» **Page text**
***

MAESTRO : Adaptive Sparse Attention and Robust Learning for Multimodal Dynamic Time Series
Payal Mohapatra, Yueyuan Sui, Akash Pandey, Stephen Xia, Qi Zhu
TL;DR
MAESTRO addresses multimodal time-series with arbitrary missing modalities by integrating symbolic tokenization, adaptive per-modality sparse attention, cross-modal sparse attention for long sequences, and a loss-free Sparse MoE router. It avoids reliance on a single anchor modality or exhaustive pairwise modeling and scales to many modalities while maintaining robustness and efficiency, showing improvements of roughly $4\%$ to $8\%$ under complete observations and around $9\%$ under partial observations across four real-world datasets. The framework’s components—symbolic tokenization with a missingness symbol, modality-aware budgeting, sparse intra- and cross-modal attention, and dynamic MoE routing—collectively enable learning of task-relevant intra- and inter-modal interactions in dynamic sensing environments. These results demonstrate practical impact for applications in healthcare, activity recognition, and continuous monitoring where sensor availability is heterogeneous and frequently incomplete.

***

» **Data section**
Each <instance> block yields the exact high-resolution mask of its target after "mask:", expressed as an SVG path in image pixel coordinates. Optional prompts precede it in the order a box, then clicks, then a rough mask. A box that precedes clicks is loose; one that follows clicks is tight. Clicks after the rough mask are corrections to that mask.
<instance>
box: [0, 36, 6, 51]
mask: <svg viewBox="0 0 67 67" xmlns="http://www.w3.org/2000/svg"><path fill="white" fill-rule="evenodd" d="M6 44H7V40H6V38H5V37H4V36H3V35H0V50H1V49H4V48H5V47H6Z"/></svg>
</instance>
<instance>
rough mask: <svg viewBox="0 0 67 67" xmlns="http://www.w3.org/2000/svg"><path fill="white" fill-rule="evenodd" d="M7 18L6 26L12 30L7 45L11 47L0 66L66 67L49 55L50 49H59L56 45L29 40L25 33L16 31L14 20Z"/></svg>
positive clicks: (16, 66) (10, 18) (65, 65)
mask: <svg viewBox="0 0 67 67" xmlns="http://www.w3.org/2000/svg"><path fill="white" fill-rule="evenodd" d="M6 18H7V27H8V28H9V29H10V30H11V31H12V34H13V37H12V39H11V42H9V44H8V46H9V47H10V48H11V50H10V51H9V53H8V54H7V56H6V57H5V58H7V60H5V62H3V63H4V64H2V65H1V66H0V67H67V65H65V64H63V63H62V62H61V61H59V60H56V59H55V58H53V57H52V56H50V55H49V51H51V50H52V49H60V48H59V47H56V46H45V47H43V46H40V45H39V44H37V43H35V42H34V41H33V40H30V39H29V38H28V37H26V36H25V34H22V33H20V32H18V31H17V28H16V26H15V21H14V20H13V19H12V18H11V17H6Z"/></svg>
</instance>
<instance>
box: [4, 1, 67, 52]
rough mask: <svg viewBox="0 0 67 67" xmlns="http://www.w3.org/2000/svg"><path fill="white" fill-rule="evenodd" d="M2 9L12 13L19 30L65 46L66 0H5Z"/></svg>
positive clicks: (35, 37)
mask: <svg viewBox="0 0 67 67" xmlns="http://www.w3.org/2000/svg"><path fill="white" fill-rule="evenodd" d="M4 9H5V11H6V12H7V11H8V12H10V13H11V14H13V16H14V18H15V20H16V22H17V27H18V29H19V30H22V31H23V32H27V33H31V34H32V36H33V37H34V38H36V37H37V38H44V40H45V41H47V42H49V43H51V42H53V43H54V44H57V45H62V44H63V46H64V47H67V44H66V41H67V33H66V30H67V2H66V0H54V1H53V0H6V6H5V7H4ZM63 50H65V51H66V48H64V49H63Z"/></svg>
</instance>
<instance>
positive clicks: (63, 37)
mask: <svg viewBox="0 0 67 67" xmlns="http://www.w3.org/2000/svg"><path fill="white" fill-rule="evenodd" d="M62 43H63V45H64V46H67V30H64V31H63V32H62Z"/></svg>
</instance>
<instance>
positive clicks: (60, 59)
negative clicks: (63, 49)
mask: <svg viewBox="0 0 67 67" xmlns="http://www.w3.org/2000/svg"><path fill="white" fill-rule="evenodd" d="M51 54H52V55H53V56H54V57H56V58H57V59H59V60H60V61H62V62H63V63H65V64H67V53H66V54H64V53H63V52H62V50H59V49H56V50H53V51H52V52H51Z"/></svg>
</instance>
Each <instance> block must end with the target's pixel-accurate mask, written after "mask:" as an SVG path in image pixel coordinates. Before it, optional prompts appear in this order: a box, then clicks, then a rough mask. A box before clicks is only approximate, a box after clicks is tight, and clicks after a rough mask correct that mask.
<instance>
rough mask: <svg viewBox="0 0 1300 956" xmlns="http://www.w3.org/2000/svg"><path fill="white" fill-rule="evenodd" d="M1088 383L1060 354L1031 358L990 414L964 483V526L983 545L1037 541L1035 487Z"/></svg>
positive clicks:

***

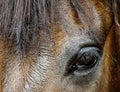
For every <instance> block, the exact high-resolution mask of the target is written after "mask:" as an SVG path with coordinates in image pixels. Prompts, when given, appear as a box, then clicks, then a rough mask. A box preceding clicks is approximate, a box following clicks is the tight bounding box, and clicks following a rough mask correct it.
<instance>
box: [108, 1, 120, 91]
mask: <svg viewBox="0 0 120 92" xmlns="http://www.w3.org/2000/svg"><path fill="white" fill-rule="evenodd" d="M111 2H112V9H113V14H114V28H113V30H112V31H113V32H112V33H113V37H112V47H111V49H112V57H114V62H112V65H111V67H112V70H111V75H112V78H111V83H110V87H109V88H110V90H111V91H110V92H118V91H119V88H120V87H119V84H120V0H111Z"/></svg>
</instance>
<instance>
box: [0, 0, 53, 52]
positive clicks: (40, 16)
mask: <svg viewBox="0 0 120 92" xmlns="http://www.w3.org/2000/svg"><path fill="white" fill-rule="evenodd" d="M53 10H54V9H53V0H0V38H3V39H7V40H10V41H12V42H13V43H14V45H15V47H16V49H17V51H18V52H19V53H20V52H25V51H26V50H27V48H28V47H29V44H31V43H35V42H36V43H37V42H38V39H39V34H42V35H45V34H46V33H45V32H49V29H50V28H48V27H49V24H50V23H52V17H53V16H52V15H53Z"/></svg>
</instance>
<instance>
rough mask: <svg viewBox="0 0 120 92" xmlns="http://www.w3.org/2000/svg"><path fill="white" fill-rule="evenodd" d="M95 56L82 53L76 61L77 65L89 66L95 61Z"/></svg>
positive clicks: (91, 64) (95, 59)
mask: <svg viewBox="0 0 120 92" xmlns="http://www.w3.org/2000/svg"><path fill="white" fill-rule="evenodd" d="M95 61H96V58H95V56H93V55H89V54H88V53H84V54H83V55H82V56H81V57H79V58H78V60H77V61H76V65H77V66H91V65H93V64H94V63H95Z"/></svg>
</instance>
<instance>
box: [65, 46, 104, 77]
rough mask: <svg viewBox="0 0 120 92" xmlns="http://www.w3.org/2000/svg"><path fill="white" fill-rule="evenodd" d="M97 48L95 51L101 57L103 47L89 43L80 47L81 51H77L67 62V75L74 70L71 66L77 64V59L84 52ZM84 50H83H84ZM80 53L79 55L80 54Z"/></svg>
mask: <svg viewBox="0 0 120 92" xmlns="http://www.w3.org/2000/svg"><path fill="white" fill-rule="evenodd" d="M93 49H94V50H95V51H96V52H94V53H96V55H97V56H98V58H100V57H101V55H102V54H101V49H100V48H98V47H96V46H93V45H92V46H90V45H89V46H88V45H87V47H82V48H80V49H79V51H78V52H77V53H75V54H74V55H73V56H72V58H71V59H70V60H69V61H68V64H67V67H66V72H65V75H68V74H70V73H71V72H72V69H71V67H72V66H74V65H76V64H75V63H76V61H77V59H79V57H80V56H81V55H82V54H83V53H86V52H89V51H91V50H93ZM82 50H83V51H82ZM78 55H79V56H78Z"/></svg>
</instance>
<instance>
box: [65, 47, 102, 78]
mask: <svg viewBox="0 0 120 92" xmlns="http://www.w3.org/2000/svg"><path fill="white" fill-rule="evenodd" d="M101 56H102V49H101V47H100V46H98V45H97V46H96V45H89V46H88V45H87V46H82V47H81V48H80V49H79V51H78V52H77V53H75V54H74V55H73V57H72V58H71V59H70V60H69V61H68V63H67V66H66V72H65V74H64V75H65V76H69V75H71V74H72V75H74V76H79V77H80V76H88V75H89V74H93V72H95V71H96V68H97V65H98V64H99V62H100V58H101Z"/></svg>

***

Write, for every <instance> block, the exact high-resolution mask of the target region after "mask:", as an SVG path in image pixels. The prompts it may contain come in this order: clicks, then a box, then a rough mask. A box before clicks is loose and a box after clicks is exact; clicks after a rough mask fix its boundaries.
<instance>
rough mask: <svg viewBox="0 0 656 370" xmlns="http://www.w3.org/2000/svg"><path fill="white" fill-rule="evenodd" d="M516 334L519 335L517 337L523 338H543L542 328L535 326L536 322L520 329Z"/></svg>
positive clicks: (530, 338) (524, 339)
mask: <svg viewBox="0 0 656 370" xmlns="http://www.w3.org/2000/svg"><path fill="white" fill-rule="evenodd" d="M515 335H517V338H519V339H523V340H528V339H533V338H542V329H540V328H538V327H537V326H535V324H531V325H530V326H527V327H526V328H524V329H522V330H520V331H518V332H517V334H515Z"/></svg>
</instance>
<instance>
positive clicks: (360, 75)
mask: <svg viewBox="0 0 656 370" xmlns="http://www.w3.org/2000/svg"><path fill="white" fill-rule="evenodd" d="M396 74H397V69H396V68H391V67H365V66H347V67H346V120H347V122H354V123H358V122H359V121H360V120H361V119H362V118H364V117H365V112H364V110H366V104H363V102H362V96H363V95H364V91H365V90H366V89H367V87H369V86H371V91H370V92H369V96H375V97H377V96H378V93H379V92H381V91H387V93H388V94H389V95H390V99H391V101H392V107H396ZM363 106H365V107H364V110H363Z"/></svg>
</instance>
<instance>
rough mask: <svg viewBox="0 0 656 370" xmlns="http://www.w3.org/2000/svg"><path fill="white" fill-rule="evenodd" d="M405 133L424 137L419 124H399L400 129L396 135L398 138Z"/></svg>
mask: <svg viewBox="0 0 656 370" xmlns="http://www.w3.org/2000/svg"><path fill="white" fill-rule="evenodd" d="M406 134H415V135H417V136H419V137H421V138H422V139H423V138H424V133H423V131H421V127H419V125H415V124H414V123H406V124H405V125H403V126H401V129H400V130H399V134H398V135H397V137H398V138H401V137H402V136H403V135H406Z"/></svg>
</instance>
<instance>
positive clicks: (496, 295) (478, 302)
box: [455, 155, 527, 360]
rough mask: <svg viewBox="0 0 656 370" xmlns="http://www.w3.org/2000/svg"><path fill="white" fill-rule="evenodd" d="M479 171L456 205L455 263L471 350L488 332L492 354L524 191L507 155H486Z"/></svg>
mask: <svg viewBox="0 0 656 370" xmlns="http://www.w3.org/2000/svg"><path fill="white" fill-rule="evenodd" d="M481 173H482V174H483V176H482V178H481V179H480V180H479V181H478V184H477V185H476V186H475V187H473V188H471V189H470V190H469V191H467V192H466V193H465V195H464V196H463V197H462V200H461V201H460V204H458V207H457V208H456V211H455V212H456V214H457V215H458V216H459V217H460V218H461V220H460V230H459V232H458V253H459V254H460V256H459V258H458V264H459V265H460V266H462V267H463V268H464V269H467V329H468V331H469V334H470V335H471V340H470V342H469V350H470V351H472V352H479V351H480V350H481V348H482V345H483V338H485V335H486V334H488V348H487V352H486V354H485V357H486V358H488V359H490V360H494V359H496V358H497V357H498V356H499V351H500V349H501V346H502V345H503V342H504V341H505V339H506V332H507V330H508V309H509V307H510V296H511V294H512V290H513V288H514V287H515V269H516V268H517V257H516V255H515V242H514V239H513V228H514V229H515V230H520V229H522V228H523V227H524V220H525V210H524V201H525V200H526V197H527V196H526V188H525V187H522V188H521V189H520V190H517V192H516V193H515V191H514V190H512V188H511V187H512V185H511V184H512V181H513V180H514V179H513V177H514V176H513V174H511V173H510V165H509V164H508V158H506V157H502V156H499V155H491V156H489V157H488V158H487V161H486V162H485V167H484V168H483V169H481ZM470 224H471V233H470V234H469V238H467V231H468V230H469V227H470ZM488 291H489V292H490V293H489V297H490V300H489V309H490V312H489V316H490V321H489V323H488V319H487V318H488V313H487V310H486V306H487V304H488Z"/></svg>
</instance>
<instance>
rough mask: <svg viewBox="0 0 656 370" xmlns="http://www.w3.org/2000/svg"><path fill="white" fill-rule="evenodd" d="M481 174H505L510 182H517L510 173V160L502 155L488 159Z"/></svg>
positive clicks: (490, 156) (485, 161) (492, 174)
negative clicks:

***

» **Required tasks**
**A.** From the MAESTRO page text, list the applications that the results are said to have practical impact for.
**B.** Answer these questions from the MAESTRO page text:
(i) Across how many real-world datasets were the improvements shown?
(ii) About how large is the improvement under partial observations?
(iii) What kind of router does MAESTRO use?
**C.** Resume the MAESTRO page text after its final sentence and keep writing in the same manner.

» **Responses by task**
**A.**
Healthcare
Activity recognition
Continuous monitoring

**B.**
(i) Four.
(ii) Around 9%.
(iii) A loss-free Sparse MoE router.

**C.**
Abstract
From clinical healthcare to daily living, continuous sensor monitoring across multiple modalities has shown great promise for real-world intelligent decision-making but also faces various challenges. In this work, we introduce MAESTRO, a novel framework that overcomes key limitations of existing multimodal learning approaches: (1) reliance on a single primary modality for alignment, (2) pairwise modeling of modalities, and (3) assumption of complete modality observations. These limitations hinder the applicability of these approaches in real-world multimodal time-series settings, where primary modality priors are often unclear, the number of modalities can be large (making pairwise modeling impractical), and sensor failures often result in arbitrary missing observations. At its core, MAESTRO facilitates dynamic intra- and cross-modal interactions based on task relevance, and leverages symbolic tokenization and adaptive attention budgeting to construct long multimodal sequences, which are processed via sparse cross-modal attention. The resulting cross-modal tokens are routed through a sparse Mixture-of-Experts (MoE) mechanism, enabling black-box specialization under varying modality combinations. We evaluate MAESTRO against 10 baselines on four diverse datasets spanning three applications, and observe average relative improvements of 4% and 8% over the best existing multimodal and multivariate approaches, respectively, under complete observations. Under partial observations -- with up to 40% of missing modalities -- MAESTRO achieves an average 9% improvement. Further analysis also demonstrates the robustness and efficiency of MAESTRO's sparse, modality-aware design for learning from dynamic time series.